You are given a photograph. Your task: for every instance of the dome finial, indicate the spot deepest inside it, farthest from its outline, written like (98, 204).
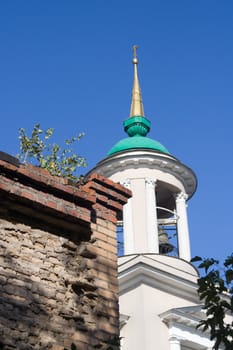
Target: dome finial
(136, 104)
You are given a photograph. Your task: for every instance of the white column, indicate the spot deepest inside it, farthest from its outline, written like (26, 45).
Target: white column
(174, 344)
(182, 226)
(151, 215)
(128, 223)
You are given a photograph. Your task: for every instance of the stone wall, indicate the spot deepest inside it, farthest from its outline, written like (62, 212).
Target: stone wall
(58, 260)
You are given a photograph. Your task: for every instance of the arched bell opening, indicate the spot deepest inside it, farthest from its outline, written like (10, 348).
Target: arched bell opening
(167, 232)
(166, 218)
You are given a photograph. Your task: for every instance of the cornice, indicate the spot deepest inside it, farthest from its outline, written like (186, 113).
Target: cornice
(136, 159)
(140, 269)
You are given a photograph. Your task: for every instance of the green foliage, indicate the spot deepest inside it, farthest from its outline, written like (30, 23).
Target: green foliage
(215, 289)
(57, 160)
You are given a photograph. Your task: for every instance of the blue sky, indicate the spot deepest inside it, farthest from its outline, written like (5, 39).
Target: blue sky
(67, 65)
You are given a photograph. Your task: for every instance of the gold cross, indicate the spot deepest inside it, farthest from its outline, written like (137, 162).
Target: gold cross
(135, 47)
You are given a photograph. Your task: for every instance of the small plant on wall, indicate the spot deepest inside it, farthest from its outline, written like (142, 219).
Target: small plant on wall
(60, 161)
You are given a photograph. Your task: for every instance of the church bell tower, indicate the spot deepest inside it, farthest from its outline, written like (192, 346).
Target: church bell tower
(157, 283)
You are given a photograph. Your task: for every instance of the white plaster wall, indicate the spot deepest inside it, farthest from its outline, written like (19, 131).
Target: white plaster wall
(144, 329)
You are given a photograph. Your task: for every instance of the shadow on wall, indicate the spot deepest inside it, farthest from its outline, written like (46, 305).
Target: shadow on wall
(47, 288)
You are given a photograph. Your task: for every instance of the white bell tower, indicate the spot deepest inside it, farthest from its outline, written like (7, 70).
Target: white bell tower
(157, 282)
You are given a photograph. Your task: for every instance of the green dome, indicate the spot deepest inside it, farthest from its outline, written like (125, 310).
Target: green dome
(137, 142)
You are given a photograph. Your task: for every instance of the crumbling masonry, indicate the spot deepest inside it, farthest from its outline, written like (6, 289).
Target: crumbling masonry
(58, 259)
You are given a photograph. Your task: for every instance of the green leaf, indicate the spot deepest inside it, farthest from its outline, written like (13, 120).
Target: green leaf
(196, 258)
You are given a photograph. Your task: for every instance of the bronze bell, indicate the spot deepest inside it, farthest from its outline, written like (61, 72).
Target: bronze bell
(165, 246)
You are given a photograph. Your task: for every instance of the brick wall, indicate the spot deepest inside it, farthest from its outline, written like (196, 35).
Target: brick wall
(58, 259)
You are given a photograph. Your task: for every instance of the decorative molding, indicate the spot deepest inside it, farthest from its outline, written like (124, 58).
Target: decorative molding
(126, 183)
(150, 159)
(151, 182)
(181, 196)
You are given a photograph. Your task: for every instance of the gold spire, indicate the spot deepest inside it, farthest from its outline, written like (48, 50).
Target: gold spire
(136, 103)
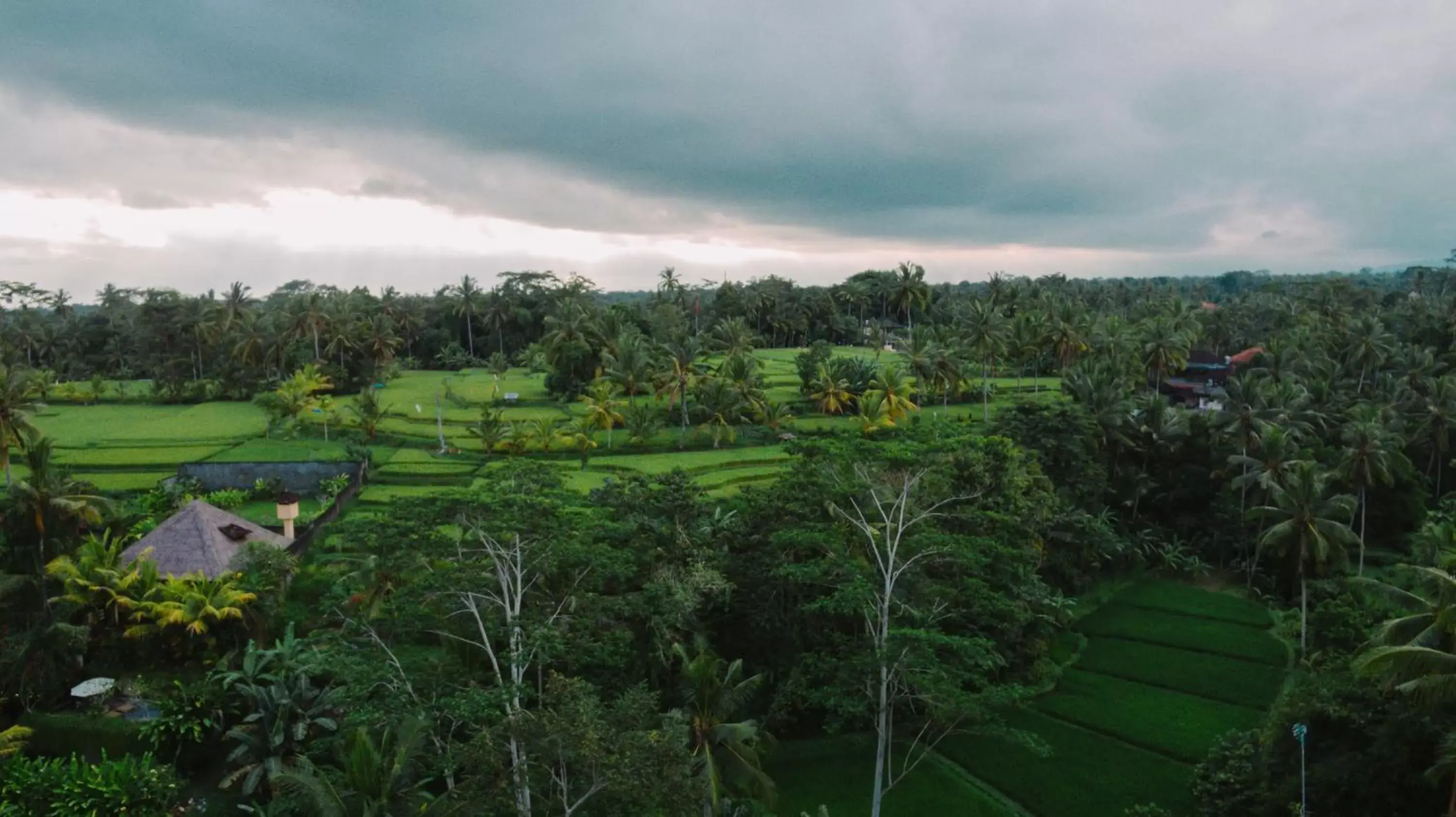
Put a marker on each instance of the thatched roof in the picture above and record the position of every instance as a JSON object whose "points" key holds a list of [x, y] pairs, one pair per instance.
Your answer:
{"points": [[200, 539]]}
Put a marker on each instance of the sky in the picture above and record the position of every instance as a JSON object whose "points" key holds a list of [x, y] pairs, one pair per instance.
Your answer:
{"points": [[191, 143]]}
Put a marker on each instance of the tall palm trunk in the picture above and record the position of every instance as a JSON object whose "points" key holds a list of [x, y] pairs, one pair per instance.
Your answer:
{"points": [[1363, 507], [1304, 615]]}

## Exercise description
Each entry above is to be duplicated exactly, and its pictures omitted.

## Exercise answer
You are given a photograph. Your task: for every instance of the dome finial, indicate the spot deepest inside it, farthest from its outline, written like (98, 204).
Target: dome finial
(136, 104)
You are given a photograph. Your task: for every instance of the white column, indicate the spot deepest inside it, farthest from its outline, written like (26, 45).
Target: white column
(174, 344)
(182, 226)
(151, 215)
(128, 223)
You are given a photograph. Your task: for every instance of the stone wall, indicate the spot deepest inside it, farthest from its outline, written like (62, 212).
Target: stone wall
(58, 260)
You are given a photograph. Your task: for every instance of the arched bell opening, indicate the spot deepest inside it, farthest from its outline, written like (10, 348).
Target: arched bell opening
(167, 232)
(166, 218)
You are given a photograph. Your task: for every instance of the cornice, indicate the spot deepest inside it, farthest from its outline, written like (186, 113).
Target: cornice
(136, 159)
(140, 269)
You are given a photograph. Your task: for every instance of the green foliage, indicate the spot deepest inside it, farthest from its outline, written like (30, 23).
Target: green foliage
(215, 289)
(57, 160)
You are given a photograph. Your task: for every instance of the blue sky, indicate the spot deepest inside it, farthest from its outline, written like (5, 39).
Target: blue sky
(67, 65)
You are given a photograph. Your task: for every instance of the gold cross, indicate the spot deepest inside it, farthest from its outline, written like (137, 162).
Target: gold cross
(135, 47)
You are given a photograph. Your task: for every instance of the small plant on wall, indicate the spot deepest inside it, farthest from its outline, written like (142, 219).
Target: small plant on wall
(60, 161)
You are given a photograph. Your task: for every instance of the church bell tower, indicate the spot deepest inside it, farthest from its outline, written like (192, 346).
Target: church bell tower
(157, 283)
You are given a photograph. Your task: for every instance of the white plaster wall, indicate the spot deepest inside it, farthest from its outline, written like (19, 131).
Target: white plaster wall
(144, 329)
You are given a photograph. Your task: for every instance of the shadow on wall, indicate the spot deepest inside it, farthest from its outline, written like (46, 305).
Target: shadow on wall
(47, 288)
You are given a photograph. Your task: for every instance of the white bell tower, indicate the spot deepest inside it, farthest from its outline, written like (7, 70).
Target: white bell tower
(157, 282)
You are given a photograph. Your task: for every instance of the green dome, indicate the spot deepest inside it, farthest from its outline, written like (125, 310).
Target: green dome
(137, 142)
You are given a photograph. Your task: for every instance of the crumbling masonry, indicate the spot deepest inside it, farthest from its outline, written like (6, 289).
Target: crumbling masonry
(58, 259)
You are given a photograph. Your task: for every instance of the green leaf, indicate the spot deepest inside it, farthest from its outline, written like (13, 120).
Target: green leaf
(196, 258)
You are given a photograph. Your task: for every instance of the bronze bell, indicate the spot deepest inside it, farthest from its outline, written like (61, 72).
Target: bronze bell
(165, 246)
You are given a photograph. Your task: for every instance of the brick wall, indicate the spot deepest inside it, farthest from its outline, written like (196, 35).
Target: brick wall
(58, 259)
You are given a photograph. Your task: for every instance of the decorative molding, indicate the spot deepest inside it, farthest from its outline, written like (124, 58).
Target: decorative molding
(126, 183)
(150, 159)
(151, 182)
(181, 196)
You are given a photograph. Your task: for every instance of the gold spire, indicate the spot deepest inside it, farthest from its outline, written like (48, 50).
Target: gold spire
(136, 103)
Put a marker on each instance of the thatched roof in the picture above and record the position of every instance as a JSON object whose "points" key holds a list of [x, y] pairs, one pair per instance.
Your answer:
{"points": [[200, 539]]}
Put a marker on each instance of the sky in the picture above and record the position of every instance as a JSON object whose "points" key holds a list of [x, y] pairs, one pair per instance.
Your answer:
{"points": [[191, 143]]}
Put a marker on each instance of the tall palm trunk in the picture above and record the position of every instance as a JSON object whose "points" key holds a list of [x, y] pairs, one pair per instance.
Your answer:
{"points": [[1363, 507], [1304, 615]]}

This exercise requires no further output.